### Exercise prompt
Reproduce each of the lines below word for word, with nothing changed.

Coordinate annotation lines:
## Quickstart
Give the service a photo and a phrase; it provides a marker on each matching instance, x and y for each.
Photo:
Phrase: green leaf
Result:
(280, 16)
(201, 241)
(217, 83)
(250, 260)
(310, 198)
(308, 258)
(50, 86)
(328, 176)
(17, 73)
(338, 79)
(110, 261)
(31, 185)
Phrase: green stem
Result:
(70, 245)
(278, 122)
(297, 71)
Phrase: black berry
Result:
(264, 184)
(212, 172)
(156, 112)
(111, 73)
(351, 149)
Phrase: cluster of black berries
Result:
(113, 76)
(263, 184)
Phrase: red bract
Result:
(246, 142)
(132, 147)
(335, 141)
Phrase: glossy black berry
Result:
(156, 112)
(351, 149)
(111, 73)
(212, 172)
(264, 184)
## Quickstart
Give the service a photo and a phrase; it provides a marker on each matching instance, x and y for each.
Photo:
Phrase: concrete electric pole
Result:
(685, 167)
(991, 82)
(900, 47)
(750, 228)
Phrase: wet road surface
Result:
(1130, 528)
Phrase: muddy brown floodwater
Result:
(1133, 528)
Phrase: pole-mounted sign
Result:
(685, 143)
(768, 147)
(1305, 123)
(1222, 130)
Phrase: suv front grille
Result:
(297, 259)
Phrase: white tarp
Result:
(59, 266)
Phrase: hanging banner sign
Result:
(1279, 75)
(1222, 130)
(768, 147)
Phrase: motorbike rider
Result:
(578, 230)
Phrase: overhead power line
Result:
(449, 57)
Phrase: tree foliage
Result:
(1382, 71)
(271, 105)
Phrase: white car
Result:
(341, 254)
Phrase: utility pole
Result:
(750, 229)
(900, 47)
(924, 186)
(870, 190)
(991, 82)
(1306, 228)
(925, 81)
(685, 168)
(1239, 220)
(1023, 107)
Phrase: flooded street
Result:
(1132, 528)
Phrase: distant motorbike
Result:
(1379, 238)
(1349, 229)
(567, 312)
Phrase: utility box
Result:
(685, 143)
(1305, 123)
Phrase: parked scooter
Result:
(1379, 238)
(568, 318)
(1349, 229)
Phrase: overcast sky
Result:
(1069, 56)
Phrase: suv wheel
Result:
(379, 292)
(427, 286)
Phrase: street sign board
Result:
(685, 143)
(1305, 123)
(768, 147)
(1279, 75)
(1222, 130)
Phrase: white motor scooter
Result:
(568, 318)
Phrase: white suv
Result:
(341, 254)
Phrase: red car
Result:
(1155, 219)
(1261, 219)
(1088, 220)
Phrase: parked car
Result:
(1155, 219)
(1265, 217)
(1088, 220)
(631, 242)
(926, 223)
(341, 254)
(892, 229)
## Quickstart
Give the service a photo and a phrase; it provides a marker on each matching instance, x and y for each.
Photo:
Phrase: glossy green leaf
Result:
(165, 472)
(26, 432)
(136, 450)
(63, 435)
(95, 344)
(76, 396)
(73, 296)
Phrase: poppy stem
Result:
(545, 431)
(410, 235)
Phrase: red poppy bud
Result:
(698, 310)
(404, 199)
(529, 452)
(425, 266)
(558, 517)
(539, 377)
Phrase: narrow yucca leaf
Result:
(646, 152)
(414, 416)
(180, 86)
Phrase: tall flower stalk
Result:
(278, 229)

### Written response
## Quickstart
Give the service a photo and a phrase; it provides a marker on each matching instance, x and y for each.
Photo:
Phrase: green leaf
Result:
(280, 16)
(201, 241)
(217, 83)
(250, 260)
(310, 198)
(308, 258)
(50, 86)
(328, 176)
(17, 73)
(338, 79)
(110, 261)
(31, 185)
Phrase: green stem
Result:
(70, 245)
(278, 122)
(297, 71)
Phrase: black berry
Result:
(264, 184)
(212, 172)
(156, 112)
(111, 73)
(351, 149)
Phrase: cluster of black berries
Result:
(113, 76)
(263, 184)
Phrase: red bract
Result:
(246, 142)
(132, 147)
(335, 141)
Phrase: glossy black berry
Result:
(156, 112)
(351, 149)
(111, 73)
(212, 172)
(264, 184)
## Quickstart
Give the service a photo and a phrase; it provides a marker on each matching instance, x and y for each.
Photo:
Phrase: concrete electric pole
Result:
(685, 167)
(991, 82)
(900, 47)
(750, 228)
Phrase: wet road surface
Result:
(1130, 528)
Phrase: muddy brown floodwater
Result:
(1133, 528)
Phrase: pole-mounted sign
Result:
(685, 143)
(768, 147)
(1305, 123)
(1222, 130)
Phrase: suv front grille
Result:
(297, 259)
Phrase: white tarp
Result:
(59, 266)
Phrase: hanging banner sign
Result:
(1279, 75)
(1222, 130)
(768, 147)
Phrase: motorbike rider
Result:
(578, 230)
Phrase: overhead power line
Result:
(449, 57)
Phrase: tree foliage
Result:
(1382, 71)
(271, 105)
Phrase: white car
Result:
(341, 254)
Phrase: utility pole
Result:
(750, 229)
(900, 47)
(924, 186)
(870, 190)
(991, 82)
(1306, 228)
(925, 81)
(685, 168)
(1239, 220)
(1023, 107)
Phrase: flooded street
Result:
(1132, 528)
Phrase: distant motorbike
Result:
(1379, 238)
(1349, 229)
(567, 312)
Phrase: utility box
Result:
(685, 143)
(1305, 123)
Phrase: parked scooter
Result:
(1379, 238)
(568, 318)
(1349, 229)
Phrase: overcast sky
Result:
(1069, 56)
Phrase: suv wheel
Result:
(379, 292)
(427, 286)
Phrase: street sign board
Result:
(685, 143)
(1305, 123)
(768, 147)
(1279, 75)
(1222, 130)
Phrase: white motor scooter
Result:
(568, 318)
Phrase: white suv
Result:
(341, 254)
Phrase: red car
Result:
(1155, 219)
(1261, 219)
(1088, 220)
Phrase: parked car
Result:
(1155, 219)
(1265, 217)
(1088, 220)
(631, 242)
(926, 223)
(341, 254)
(892, 229)
## Quickstart
Give the service a photo and a phrase; it provides a marker on each matching instance, x and y for each.
Photo:
Phrase: glossy green leaf
Result:
(165, 472)
(26, 432)
(136, 450)
(63, 435)
(95, 344)
(76, 396)
(73, 296)
Phrase: poppy stem
Result:
(545, 431)
(410, 235)
Phrase: red poppy bud
Result:
(698, 310)
(404, 199)
(529, 452)
(425, 266)
(558, 517)
(539, 377)
Phrase: narrow yucca leaf
Result:
(646, 152)
(414, 416)
(180, 86)
Phrase: tall flower stalk
Result:
(278, 229)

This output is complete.